_Compiti_
**a.** Elenca tutte le persone citate con nome e cognome nell'articolo sull'omicidio di Paolo Arena.
**b.** Riprendi l'articolo sull'omicidio di Paolo Arena dopo la sua ultima frase.

_Brano fornito_
==============================
CATANIA – Il blitz antimafia denominato “Gisella” ha anche consentito, a 28 anni di distanza, di fare luce sull’omicidio del consigliere comunale Paolo Arena, esponente di spicco della Dc etnea, ucciso, a Misterbianco, a colpi di fucile il 28 settembre 1991. Si tratta di uno dei delitti commessi durante la guerra di mafia degli anni ’80 e ’90 fra il clan dei “Tuppi” e quello del “Malpassotu” Giuseppe Pulvirenti. Arena, segretario comunale della Dc locale e noto esponente della corrente andreottiana capeggiata dall’on. Nino Drago, fu uno dei primi “notabili” politici a cadere sotto i colpi delle lupare dei killer a Catania.

Dipendente del Comune di Catania in pensione da poco, Paolo Arena, 54 anni, era un esponente di spicco della Dc di Misterbianco. Sul suo omicidio, commesso il 28 settembre del 1991 davanti alla sede del Comune, la Dda della Procura di Catania, a conclusione di indagini dei carabinieri, ha aperto finalmente uno squarcio .

Militari dell’Arma hanno eseguito un’ordinanza di custodia cautelare in carcere per 26 presunti appartenenti alla cosca dei “Tuppi”, legata ai Mazzei, contrapposta tra gli anni ’80 e ’90 in una sanguinosa faida al clan Pulvirenti, alleato con la “famiglia” Santapaola, e il cui capo era Orazio Pino ucciso la settimana scorsa a Chiavari. Tra i destinatari del provvedimento restrittivo emesso dal Gip anche responsabili del delitto.
==============================
_Record forniti_
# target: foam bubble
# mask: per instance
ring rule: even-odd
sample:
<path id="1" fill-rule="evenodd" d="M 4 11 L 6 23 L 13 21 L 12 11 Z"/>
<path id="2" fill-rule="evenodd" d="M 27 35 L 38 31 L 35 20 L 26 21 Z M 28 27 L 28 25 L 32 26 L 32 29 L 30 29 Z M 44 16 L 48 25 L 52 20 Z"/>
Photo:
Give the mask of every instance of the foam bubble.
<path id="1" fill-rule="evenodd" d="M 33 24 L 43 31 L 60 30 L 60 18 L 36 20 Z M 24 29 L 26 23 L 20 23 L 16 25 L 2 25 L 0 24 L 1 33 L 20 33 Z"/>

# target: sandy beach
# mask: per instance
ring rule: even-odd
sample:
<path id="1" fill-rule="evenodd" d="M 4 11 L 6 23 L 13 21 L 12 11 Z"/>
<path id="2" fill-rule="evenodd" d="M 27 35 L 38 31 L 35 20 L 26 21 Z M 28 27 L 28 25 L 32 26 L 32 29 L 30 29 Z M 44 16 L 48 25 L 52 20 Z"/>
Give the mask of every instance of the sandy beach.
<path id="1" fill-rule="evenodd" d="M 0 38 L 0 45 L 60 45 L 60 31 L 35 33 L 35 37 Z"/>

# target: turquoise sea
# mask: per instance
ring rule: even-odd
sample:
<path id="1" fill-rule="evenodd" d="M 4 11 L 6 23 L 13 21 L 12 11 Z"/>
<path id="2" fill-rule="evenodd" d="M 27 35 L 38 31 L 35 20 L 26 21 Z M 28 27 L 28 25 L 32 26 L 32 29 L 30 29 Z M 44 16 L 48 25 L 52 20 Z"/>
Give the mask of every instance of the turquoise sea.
==============================
_Risultati_
**a.** Paolo Arena, Giuseppe Pulvirenti, Nino Drago, Orazio Pino

**b.**
Membro della direzione provinciale della Dc, ex amministratore della Usl 35, una delle maggiori della Sicilia, prima consigliere e poi vicesindaco di Misterbianco, Arena era stato dipendente del Comune di Catania, ma da poco tempo andato era in pensione. Fu ucciso con colpi di fucile caricati a pallettoni davanti al Municipio di Misterbianco in pieno giorno. Tra i primi ad accorrere sul posto furono diversi consiglieri comunali che erano a Palazzo di città per un incontro di maggioranza Dc e Psi con l’allora sindaco Salvatore Saglimbene, democristiano, e altri esponenti politici. Mancavano pochi minuti a mezzogiorno. Arena stava posteggiando la sua Lancia Thema quando arrivò il “gruppo di fuoco”: tentò la fuga a piedi, ma fu raggiunto e ferito a morte. 

Fu lui a spingere perché il sindaco Saglimbene chiedesse l’istituzione in città della compagnia dei carabinieri. In questo senso si erano avuti alcuni incontri col prefetto e coi vertici dell’Arma. A Misterbianco era considerato un politico astuto, il suo peso nella corrente Drago si era notevolmente rafforzato. Era l’uomo che prendeva le decisioni, che dava gli indirizzi in un paese cresciuto a dismisura e senza alcun indirizzo urbanistico. Nel suo territorio si trovavano allora il centro commerciale più attivo di Sicilia e un’importante zona industriale. Qui doveva nascere il depuratore consortile, qui c’era una rete di metanizzazione già costruita ma ancora da avviare. Qui c’era un palazzo municipale nuovo da realizzare, per una spesa valutata in avvio sui dieci-dodici miliardi. Progetti e interessi per centinaia di miliardi. E sulla gestione di tutto questo l’ultima parola sarebbe stata quella di Paolo Arena, che però fu ucciso.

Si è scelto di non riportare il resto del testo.